* **Aim of the exercise**
Only the number is wanted: tally the lines below that contain the word "reflection".

________________________

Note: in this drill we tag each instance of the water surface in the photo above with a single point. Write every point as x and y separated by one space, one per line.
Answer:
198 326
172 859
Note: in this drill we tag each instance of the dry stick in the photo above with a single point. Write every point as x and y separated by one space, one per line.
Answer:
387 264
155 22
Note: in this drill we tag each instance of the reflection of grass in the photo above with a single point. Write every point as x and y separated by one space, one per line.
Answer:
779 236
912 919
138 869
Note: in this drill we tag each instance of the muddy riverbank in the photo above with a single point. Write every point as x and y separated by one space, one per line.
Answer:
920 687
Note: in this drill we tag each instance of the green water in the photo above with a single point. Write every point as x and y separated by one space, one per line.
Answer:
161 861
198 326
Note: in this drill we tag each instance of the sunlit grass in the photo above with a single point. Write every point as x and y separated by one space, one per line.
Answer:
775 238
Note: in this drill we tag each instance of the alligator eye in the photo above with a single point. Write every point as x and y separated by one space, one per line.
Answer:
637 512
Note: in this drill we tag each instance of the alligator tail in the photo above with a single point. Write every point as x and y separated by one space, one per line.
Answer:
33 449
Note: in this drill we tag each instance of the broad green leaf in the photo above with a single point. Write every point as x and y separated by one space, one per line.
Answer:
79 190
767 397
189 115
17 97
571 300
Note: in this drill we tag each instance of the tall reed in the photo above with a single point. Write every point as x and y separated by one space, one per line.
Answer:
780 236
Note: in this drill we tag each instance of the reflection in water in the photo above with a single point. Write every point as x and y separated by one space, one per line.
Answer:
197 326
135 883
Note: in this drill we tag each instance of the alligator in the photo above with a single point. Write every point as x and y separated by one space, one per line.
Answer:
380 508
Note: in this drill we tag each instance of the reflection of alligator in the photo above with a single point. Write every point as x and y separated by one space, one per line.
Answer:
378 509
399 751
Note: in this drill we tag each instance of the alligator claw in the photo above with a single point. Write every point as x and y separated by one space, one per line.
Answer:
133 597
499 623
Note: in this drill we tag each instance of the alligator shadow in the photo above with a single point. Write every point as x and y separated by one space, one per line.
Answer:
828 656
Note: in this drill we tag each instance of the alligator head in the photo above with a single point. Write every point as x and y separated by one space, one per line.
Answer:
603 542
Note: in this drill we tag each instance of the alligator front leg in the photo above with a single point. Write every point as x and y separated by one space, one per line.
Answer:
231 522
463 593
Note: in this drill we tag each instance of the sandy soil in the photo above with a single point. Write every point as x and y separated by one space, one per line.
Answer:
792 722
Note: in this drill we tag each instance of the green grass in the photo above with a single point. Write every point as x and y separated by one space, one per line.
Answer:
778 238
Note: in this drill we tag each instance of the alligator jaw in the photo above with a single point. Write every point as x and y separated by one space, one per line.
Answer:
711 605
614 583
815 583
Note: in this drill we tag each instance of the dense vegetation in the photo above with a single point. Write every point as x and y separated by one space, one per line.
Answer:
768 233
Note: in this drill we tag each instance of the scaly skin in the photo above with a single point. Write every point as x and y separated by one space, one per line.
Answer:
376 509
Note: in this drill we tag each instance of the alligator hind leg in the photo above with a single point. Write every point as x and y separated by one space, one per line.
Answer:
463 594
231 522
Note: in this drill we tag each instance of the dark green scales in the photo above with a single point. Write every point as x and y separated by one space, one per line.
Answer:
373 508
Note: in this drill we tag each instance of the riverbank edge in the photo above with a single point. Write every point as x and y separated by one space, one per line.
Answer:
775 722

________________________

* **Exercise solution**
3